→ **Source records**:

——————

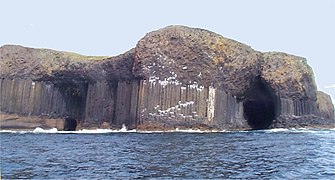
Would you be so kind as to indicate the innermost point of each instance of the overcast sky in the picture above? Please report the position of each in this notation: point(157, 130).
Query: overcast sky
point(100, 27)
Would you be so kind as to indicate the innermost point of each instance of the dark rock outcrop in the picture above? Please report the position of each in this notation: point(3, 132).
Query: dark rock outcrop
point(325, 105)
point(174, 77)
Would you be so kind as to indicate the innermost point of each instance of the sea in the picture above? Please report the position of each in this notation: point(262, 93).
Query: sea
point(178, 154)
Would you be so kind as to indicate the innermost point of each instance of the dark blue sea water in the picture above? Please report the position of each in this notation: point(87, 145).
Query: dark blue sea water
point(271, 154)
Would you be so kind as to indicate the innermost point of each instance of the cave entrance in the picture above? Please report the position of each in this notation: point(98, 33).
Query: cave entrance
point(70, 124)
point(260, 105)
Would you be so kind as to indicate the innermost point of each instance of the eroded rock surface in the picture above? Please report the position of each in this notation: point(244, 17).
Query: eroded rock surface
point(175, 77)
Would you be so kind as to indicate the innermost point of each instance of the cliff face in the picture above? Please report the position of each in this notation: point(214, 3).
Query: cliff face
point(175, 77)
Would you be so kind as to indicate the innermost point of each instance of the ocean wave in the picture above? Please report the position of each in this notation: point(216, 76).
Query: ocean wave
point(177, 130)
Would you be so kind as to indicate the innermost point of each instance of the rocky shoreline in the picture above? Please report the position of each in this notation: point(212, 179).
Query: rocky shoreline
point(175, 77)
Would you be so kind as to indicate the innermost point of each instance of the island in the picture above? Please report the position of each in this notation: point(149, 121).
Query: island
point(175, 77)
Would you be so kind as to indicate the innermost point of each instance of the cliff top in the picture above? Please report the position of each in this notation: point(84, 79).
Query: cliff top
point(177, 53)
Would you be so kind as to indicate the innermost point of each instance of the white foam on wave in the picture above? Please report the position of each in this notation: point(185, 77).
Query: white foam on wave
point(277, 130)
point(184, 131)
point(83, 131)
point(177, 130)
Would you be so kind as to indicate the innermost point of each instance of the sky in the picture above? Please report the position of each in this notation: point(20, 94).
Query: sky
point(102, 27)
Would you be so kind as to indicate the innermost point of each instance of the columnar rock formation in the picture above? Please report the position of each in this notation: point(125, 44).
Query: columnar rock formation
point(175, 77)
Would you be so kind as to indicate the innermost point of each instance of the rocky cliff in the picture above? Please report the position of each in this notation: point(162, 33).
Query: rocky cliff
point(174, 77)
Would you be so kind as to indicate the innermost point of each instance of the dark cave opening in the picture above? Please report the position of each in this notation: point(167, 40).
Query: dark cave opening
point(70, 124)
point(260, 105)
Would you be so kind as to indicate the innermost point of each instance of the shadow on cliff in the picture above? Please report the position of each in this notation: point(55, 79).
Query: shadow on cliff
point(260, 107)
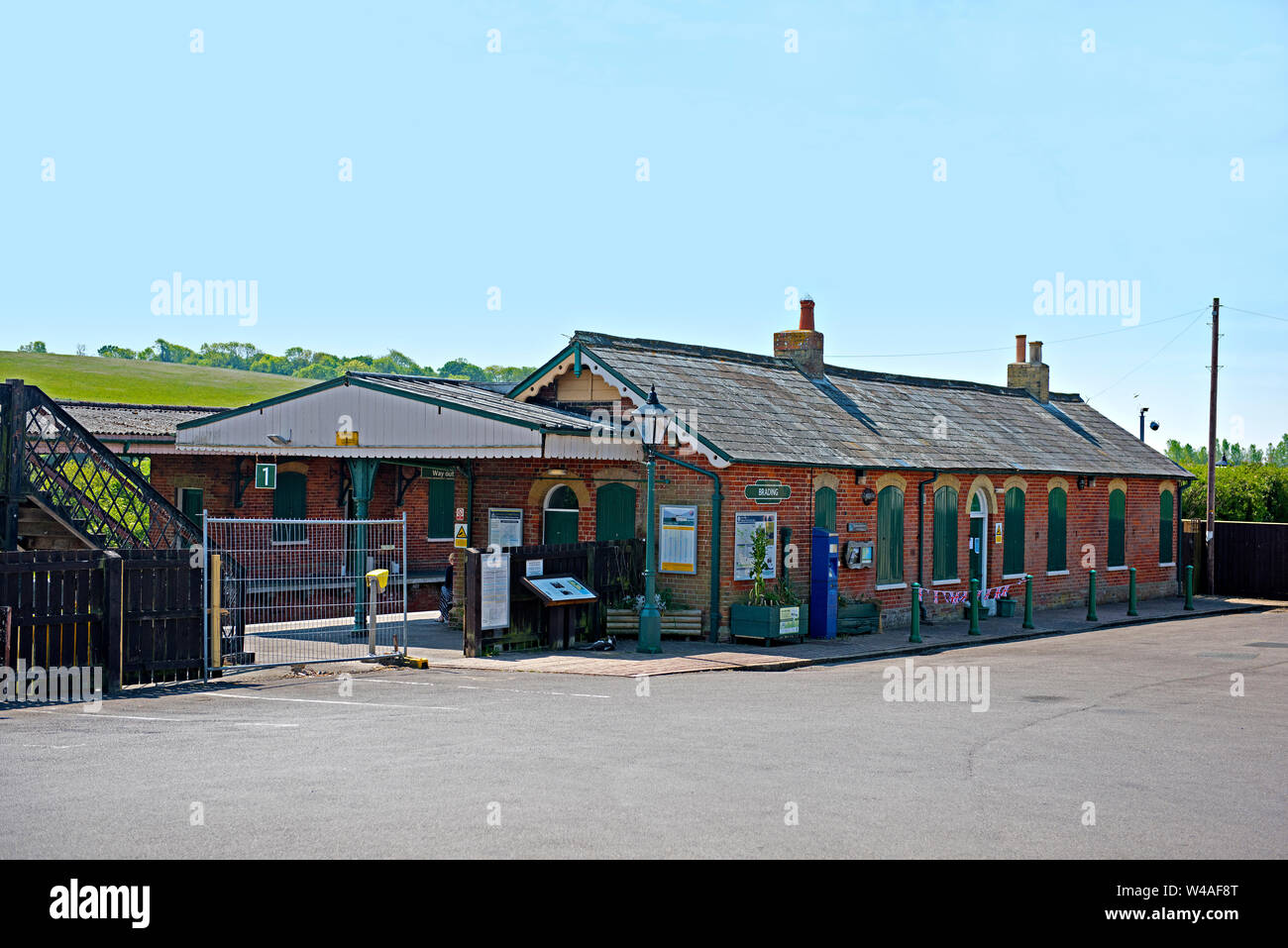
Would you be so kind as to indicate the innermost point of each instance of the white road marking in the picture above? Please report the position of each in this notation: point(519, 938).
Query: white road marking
point(329, 700)
point(480, 687)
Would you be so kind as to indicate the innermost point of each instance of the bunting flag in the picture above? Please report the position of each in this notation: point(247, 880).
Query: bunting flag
point(940, 595)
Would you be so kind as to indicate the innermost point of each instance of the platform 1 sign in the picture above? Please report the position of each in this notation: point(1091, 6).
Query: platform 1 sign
point(266, 476)
point(768, 491)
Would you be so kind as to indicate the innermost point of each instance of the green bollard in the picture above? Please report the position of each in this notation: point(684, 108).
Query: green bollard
point(1028, 601)
point(915, 613)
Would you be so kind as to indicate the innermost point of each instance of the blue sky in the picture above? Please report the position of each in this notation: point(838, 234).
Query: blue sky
point(767, 170)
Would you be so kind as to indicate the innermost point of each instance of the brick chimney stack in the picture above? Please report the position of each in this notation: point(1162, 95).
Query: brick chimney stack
point(1033, 375)
point(803, 346)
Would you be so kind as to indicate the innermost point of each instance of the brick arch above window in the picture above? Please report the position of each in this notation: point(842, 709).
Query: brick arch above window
point(1016, 480)
point(890, 479)
point(983, 483)
point(945, 480)
point(541, 487)
point(825, 479)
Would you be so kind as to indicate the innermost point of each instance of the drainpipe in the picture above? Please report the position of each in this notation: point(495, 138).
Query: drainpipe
point(921, 536)
point(1180, 524)
point(715, 540)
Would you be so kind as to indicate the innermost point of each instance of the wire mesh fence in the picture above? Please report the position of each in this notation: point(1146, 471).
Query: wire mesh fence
point(296, 591)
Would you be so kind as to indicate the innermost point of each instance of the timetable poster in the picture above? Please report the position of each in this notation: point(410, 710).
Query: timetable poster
point(678, 552)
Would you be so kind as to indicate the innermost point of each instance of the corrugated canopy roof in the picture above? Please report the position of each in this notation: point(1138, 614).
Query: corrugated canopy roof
point(115, 420)
point(763, 408)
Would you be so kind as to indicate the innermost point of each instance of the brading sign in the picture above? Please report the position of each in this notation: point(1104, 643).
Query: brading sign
point(266, 476)
point(768, 491)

——————

Copy out every item above word for word, including the answer points, but leave out the pictures.

Would you be so kind as to indicate the innermost point of each instance of the overcast sky in the picture above? Please report the position of each in this notation: point(157, 130).
Query: overcast sky
point(100, 27)
Would you be so kind as to indicate the innermost point of each instance of the dark rock outcrop in the picture above? Please report the position of each in this notation: point(3, 132).
Query: dark rock outcrop
point(325, 105)
point(174, 77)
Would you be so kind as to indicate the innermost point of each instance of the sea in the picture above? Please report the position of each in this notation: point(262, 93).
Query: sea
point(178, 154)
Would you be so kind as to indicate the innermost point of each instance of the dark blue sea water in the picture above? Please report the position of each in this notation: point(87, 145).
Query: dark blue sea water
point(271, 154)
Would you be so kind as to indicate the innermost point of each instance of the cave entrance in the picture above? Please report the position of each in this notation: point(98, 33).
Query: cave entrance
point(70, 124)
point(260, 105)
Would you be so kind as to indicate the innermost point of each instance of the eroded rock surface in the picture above? Please report the position of each in this notation: point(244, 17).
Query: eroded rock surface
point(175, 77)
Would you be so kind as to indicate the innermost point of each instance of the cliff face in the picture above? Please report the position of each in this notation: point(214, 3).
Query: cliff face
point(175, 77)
Would you be so kind as to indicate the innermost point of each instance of the ocean wave in the picture above? Please report the position of each in this notation: point(216, 76).
Query: ocean wave
point(177, 130)
Would you be so kind as to indicate the innermost point of each instance of the rocky shoreline in the picture above? Please report the position of each in this notation: point(212, 179).
Query: rocky shoreline
point(175, 77)
Would you be so kind as to indicate the innermost point of each instance of the island in the picture above? Please report the position of each in this notation: point(149, 121).
Query: island
point(175, 77)
Would you be so kind as to indicate the innermost point of each instance of the cliff top in the picture above? Please report the position of each in this notation: point(84, 79).
Query: cliff top
point(177, 53)
Would you be so kind as to indicate the innermost point of each instance of the white foam on wave in the picture above? Please report the position of each in this notation: point(185, 77).
Query: white foam on wave
point(277, 130)
point(184, 131)
point(83, 131)
point(177, 130)
Would you be so kind as to indicate the innermost point of each instance of the sky in the picture above? Please report the position of each in this notation: point(20, 94).
Query: sky
point(102, 27)
Would you be so kind as to indicate the innermost point of each instance of the columnar rock formation in the picture above? Please report the position of each in this notation: point(125, 44).
Query: columnar rock formation
point(175, 77)
Would you be so kind as to indicate the innermost point of each instance of the rocky cliff in the picture above? Please report the position of each in this notation: point(162, 33).
Query: rocky cliff
point(174, 77)
Would you be so kind as to indicate the innermost point of each instance of the dark cave opening in the picture above? Please report the position of each in this notation: point(167, 40).
Query: dark cave opening
point(70, 124)
point(260, 105)
Would you be so kind as to indicate the innermost point of each instance of the shadow on cliff in the picture above? Please report the position of each in this notation: point(55, 79).
Query: shadow on cliff
point(260, 107)
Would you be so kind as to indicate the innermost point of each instance of the white road marking in the picture above? Please report the position of each in this notation: point(519, 938).
Query: white road marking
point(329, 700)
point(480, 687)
Would you be so kind as to indicate the innermost point of each instance of the bunting flag in the picture above? Please report the position of each in this notation: point(247, 880).
Query: bunting flag
point(940, 595)
Would you be so kind as to indicate the innermost point of each instance of the platform 1 sign in the picture above? Please report the position of each in this notation: point(1091, 6).
Query: platform 1 sign
point(266, 476)
point(768, 491)
Would you be so kind as to indicate the innermost point of each instance of the green bollard in the picture above? Please report the position of each in this notation: point(684, 108).
Query: green bollard
point(1028, 601)
point(915, 613)
Would you be so kind as to indicate the innermost point of each instance of the blue sky in the picture above? Please report the position of each in this notation: point(838, 234).
Query: blue sky
point(767, 170)
Would you be so kind as to indicate the innermost point of each instance of the brick chimney stack in the picture above? Please report the position of each in this notation: point(1162, 95).
Query: brick chimney stack
point(1033, 375)
point(803, 346)
Would you be so kind as to indicate the innermost point of each instance of the brick arch above window in the picture above? Please report the position of each in this notation: point(842, 709).
Query: brick arch above window
point(1016, 480)
point(890, 479)
point(983, 483)
point(945, 480)
point(541, 487)
point(825, 479)
Would you be so kind as to indicate the innermost point of each instance of the drainpipe in the picture above? Please report the position of each in this notation: point(495, 138).
Query: drainpipe
point(921, 536)
point(1180, 524)
point(715, 540)
Would you be so kind as to indicate the innermost point of each instance of the wire mesh fence in the picture above? Please report the position of each in this notation: point(1146, 471).
Query: wire mesh fence
point(296, 591)
Would you be so kind as to indicate the innermost point of each instance of the timetable poster in the picture above? Please report the position of each in this notation: point(410, 710).
Query: timetable poster
point(678, 552)
Would you be so kind as to indicate the innermost point of each instance of the corrugated canopy roof in the picture above? Please report the position of each in this notation: point(1138, 614).
Query: corrugated canopy roof
point(115, 420)
point(763, 408)
Would you be so kind as to indicate the innermost point of each instance of the brading sign in the picture above? Please report the position of each in this notation: point(1104, 643).
Query: brading sign
point(266, 476)
point(768, 491)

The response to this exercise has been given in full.